**Items listed in a dataset:**
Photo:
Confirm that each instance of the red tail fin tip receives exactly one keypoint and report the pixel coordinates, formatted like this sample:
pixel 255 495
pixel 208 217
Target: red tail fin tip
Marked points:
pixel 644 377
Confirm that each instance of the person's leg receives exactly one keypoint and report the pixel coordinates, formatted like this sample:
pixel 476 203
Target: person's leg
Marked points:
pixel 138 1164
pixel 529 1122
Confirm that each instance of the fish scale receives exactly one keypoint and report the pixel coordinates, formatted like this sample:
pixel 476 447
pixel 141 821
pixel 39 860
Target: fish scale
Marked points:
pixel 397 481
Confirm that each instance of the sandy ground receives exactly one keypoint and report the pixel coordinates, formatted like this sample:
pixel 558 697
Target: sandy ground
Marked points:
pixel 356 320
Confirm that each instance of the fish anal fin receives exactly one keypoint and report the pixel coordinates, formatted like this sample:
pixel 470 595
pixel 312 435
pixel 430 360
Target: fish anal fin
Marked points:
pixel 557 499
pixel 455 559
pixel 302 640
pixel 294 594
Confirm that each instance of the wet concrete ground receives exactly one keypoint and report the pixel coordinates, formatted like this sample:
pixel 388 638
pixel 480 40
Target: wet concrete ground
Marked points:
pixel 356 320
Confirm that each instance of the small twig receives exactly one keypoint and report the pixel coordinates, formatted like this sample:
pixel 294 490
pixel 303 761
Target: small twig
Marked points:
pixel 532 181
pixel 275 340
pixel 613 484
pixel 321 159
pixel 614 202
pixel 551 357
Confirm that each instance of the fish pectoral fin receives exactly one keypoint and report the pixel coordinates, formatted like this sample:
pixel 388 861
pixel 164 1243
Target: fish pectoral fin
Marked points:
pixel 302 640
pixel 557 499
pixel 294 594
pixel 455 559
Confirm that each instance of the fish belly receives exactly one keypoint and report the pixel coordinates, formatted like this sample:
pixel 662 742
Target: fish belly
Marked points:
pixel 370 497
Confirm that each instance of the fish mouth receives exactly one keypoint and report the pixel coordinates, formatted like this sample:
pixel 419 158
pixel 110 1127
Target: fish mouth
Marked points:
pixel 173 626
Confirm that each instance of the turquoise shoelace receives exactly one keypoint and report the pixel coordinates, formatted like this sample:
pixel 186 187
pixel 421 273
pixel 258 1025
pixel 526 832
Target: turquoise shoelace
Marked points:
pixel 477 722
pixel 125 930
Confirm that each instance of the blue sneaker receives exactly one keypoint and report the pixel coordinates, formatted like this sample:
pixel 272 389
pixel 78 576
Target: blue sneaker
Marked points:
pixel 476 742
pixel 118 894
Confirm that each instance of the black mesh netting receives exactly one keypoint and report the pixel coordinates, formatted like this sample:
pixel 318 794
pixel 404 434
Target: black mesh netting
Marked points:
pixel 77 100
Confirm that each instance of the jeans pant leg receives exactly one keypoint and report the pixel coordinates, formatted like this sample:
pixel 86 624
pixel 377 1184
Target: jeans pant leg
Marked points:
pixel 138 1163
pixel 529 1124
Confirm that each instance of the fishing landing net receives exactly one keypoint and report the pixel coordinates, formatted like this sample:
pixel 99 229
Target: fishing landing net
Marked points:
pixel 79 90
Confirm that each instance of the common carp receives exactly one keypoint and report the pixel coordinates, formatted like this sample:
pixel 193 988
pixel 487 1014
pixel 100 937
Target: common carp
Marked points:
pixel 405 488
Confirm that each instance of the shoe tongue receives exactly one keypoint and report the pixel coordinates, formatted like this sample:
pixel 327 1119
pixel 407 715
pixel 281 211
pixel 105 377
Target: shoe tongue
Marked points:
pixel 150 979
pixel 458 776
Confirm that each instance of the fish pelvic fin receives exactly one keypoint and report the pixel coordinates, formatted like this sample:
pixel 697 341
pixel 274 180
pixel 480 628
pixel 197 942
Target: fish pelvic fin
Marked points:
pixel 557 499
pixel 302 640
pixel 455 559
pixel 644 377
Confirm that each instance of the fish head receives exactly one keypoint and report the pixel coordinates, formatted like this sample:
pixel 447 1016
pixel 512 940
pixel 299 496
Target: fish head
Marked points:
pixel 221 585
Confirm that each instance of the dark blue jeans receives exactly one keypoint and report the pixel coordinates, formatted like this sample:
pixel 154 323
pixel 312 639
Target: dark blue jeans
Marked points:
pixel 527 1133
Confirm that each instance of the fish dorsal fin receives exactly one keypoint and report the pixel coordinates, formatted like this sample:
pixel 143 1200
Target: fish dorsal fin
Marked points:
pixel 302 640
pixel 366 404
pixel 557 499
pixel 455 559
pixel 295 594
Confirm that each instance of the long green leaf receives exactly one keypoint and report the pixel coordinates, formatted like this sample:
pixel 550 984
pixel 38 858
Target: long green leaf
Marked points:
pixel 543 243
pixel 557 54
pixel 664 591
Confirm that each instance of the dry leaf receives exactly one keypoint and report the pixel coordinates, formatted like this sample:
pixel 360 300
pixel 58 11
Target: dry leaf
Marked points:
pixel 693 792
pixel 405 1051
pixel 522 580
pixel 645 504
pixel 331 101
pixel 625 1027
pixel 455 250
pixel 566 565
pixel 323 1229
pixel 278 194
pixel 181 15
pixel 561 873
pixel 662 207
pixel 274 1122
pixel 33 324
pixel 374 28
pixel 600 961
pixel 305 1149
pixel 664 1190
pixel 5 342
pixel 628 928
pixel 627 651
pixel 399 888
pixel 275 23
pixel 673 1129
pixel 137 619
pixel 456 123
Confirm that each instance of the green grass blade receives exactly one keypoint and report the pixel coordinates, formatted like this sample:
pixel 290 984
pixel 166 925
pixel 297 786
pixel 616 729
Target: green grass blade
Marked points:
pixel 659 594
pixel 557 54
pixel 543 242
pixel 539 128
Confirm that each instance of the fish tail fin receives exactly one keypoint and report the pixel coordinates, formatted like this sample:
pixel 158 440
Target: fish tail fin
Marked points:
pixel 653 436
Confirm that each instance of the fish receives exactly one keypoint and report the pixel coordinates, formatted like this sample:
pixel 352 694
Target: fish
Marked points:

**PROBLEM TO SOLVE:**
Find and copy every line in the entries above where the string "shoelace" occurs.

**ANSWER:**
Confirm that each instance of the turquoise shoelace receives exactly one keypoint and report the pixel coordinates, formatted like this sample:
Target: turquoise shoelace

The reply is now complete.